___ DOCUMENT SEGMENT ___

The primary reason is that even finding all the corner cases is difficult, and so is deciding for each whether the sender needs to be more conservative or the receiver needs to be more liberal.

The security downside of Postel's Law is even more fundamental. The law requires the receiver to accept, and do something sensible with, malformed input. Doing something sensible will almost certainly provide an attacker with the opportunity to make the receiver do something bad.

An example is in encrypted protocols such as SSL. They typically provide for the initiator to negotiate with the receiver the specifics of the encryption to be used. Liberal receivers can be negotiated down to the use of an obsolete algorithm, vitiating the security of the conversation. Allman writes:
Everything, even services that you may think you control, is suspect. It's not just user input that needs to be checked—attackers can potentially include arbitrary data in DNS (Domain Name System) results, database query results, HTTP reply codes, you name it. Everyone knows to check for buffer overflows, but checking incoming data goes far beyond that.
Security appears to demand receivers be extremely conservative, but that would kill off interoperability; Allman argues that a balance between these conflicting goals is needed.

Ingest and dissemination in digital preservation are more restricted cases of both interoperability and security. As regards interoperability:
  • Ingest is concerned with interoperability between the archive and the real world. As digital archivists we may be unhappy that, for example, one of the consequences of Postel's Law is that in the real world almost none of the HTML conforms to the standard. But our mission requires that we observe Postel's Law and not act on this unhappiness. It would be counter-productive to go to websites and say "if you want to be archived you need to clean up your HTML".

___

§ **REQUIRED ACTION 1**:
Transcribe the passage on Postel's Law from "The primary reason" up to and including "be more liberal.".
§ **REQUIRED ACTION 2**:
In the passage on Postel's Law, list the places where the quoted writing says attackers can potentially include arbitrary data.
§ **REQUIRED ACTION 3**:
Take the passage on Postel's Law further, starting after its final sentence.
The data that follows comes from a different source than the passage on Postel's Law.

___ EXERCISE DATA ___

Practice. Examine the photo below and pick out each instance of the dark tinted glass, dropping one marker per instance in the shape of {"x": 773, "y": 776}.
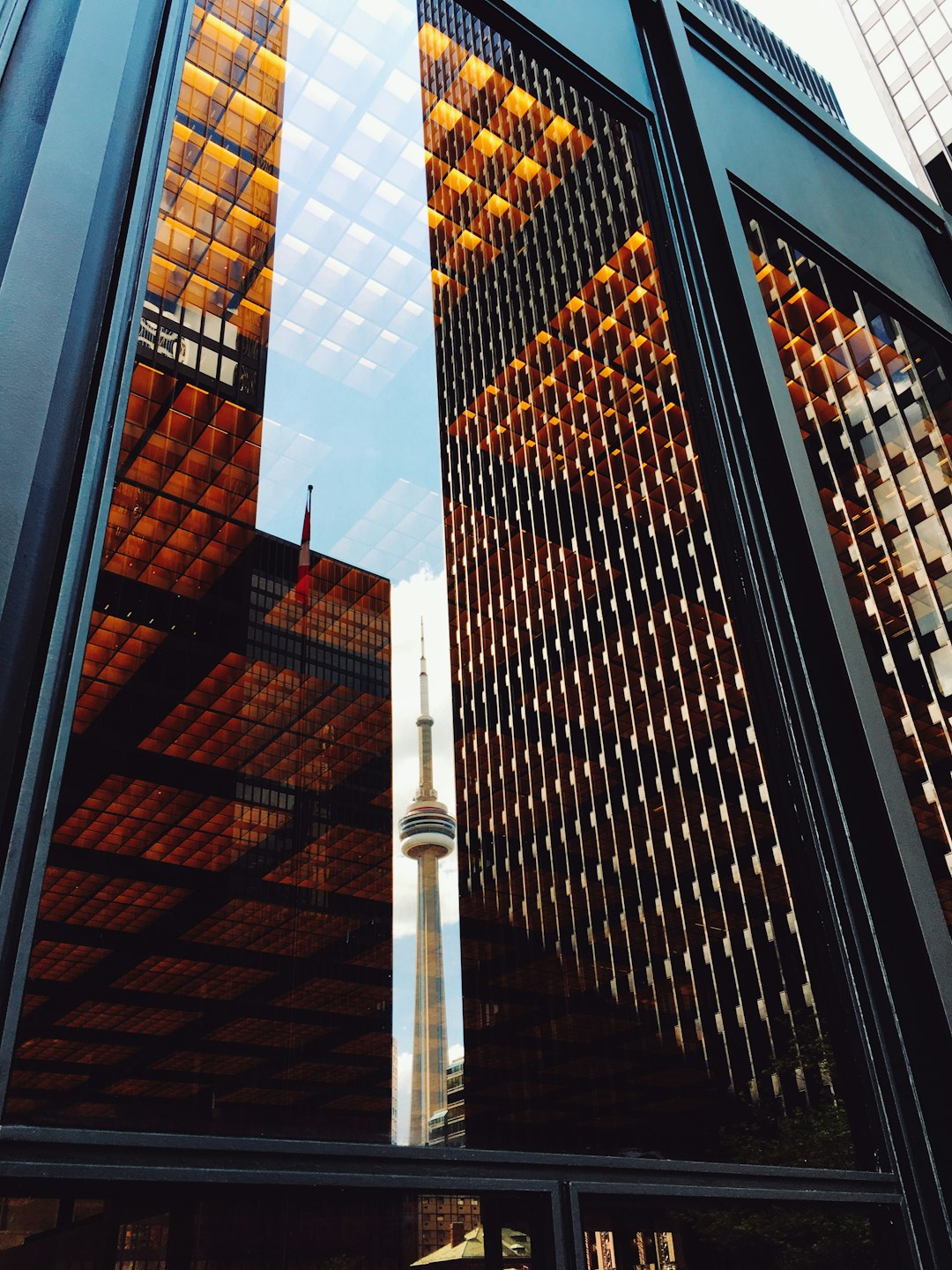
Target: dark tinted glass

___

§ **RESPONSE AREA 1**:
The primary reason is that even finding all the corner cases is difficult, and so is deciding for each whether the sender needs to be more conservative or the receiver needs to be more liberal.

§ **RESPONSE AREA 2**:
DNS (Domain Name System) results, database query results, HTTP reply codes

§ **RESPONSE AREA 3**:
  • Dissemination is concerned with interoperability between the archive and an eventual reader's tools. Traditionally, format migration has been the answer to this problem, whether preemptive or on-access. More recently, emulation-based strategies such as Ilya Kreymer's oldweb.today avoid the problem of maintaining interoperability through time by reconstructing a contemporaneous environment.
As regards security:
  • Ingest. In the good old days when Web archives simply parsed the content they ingested to find the links, the risk to their ingest infrastructure was minimal. But now the Web has evolved from inter-linked static documents to a programming environment, the risk to the ingest infrastructure from executing the content is significant. Precautions are needed, such as sandbox-ing the ingest systems.
  • Dissemination. Many archives attempt to protect future readers by virus-scanning on ingest. But, as I argued in Scary Monsters Under The Bed, this is likely to be both ineffective and counter-productive. As digital archivists we may not like the fact that the real world contains malware, but our mission requires that we not deprive future scholars of the ability to study it. Optional malware removal on access is a suitable way to mitigate the risk to scholars not interested in malware (cf. the Internet Archive's Malware Museum).
Thus, security considerations for digital preservation systems should not focus on being conservative by rejecting content for suspected malware, but instead focus on taking reasonable precautions so that content can be accepted despite the possibility that some might be malicious.